■ Exercise aim
Rename "pink wall" to "rose-colored wall" in the material from the line containing "[pin] brown beret" through the end, both ends included. Write those lines out again with nothing else changed.

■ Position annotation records

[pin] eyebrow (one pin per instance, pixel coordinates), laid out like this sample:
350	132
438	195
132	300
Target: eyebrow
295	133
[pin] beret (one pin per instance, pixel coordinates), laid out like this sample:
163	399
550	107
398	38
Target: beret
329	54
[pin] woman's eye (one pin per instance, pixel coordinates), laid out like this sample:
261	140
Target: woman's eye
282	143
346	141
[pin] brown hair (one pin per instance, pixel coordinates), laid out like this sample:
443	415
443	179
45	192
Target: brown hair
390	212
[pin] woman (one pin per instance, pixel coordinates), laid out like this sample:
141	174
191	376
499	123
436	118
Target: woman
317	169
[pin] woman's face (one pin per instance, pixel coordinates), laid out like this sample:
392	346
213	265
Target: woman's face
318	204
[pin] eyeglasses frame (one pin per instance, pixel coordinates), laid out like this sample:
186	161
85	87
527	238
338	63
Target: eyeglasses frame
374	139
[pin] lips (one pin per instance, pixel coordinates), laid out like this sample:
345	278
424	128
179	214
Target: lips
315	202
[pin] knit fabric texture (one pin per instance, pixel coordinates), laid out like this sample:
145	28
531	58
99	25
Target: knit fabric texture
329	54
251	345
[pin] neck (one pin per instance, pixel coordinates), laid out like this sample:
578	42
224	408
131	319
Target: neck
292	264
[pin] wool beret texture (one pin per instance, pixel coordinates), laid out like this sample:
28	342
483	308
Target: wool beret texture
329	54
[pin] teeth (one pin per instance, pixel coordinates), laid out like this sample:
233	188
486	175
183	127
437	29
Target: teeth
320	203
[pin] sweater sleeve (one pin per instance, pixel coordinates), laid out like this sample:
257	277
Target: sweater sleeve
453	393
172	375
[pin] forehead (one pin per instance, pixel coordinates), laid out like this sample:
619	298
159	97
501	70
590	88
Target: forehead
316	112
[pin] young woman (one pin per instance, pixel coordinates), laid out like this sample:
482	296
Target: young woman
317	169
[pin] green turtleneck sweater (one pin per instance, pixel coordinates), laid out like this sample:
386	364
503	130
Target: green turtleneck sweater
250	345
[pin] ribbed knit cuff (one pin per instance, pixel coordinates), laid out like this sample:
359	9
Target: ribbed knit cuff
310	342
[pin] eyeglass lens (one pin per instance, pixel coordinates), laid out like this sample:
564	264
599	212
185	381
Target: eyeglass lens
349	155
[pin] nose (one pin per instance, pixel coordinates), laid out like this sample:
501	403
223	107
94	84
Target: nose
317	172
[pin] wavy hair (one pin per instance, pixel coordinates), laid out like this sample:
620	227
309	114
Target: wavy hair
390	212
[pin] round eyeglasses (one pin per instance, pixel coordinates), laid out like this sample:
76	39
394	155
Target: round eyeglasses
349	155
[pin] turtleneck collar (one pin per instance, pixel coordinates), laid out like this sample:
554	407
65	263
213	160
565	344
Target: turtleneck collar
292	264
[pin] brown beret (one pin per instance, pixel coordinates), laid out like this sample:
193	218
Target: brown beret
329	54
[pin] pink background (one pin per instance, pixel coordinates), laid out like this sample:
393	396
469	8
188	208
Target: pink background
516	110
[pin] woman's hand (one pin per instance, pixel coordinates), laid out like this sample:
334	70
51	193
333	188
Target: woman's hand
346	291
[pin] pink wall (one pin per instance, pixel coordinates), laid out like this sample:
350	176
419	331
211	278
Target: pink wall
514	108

■ Full answer
[pin] brown beret (one pin per instance, pixel coordinates), laid out like this sample:
193	218
Target: brown beret
329	54
[pin] pink background (one pin per instance, pixel coordinates), laid out like this sample:
393	396
469	8
188	208
Target: pink background
516	110
[pin] woman's hand (one pin per instance, pixel coordinates), laid out like this sample:
334	70
51	193
333	188
Target: woman's hand
346	291
[pin] rose-colored wall (one pin per instance, pixel coordinates), laid out like this sample:
350	176
419	331
211	278
Target: rose-colored wall
514	108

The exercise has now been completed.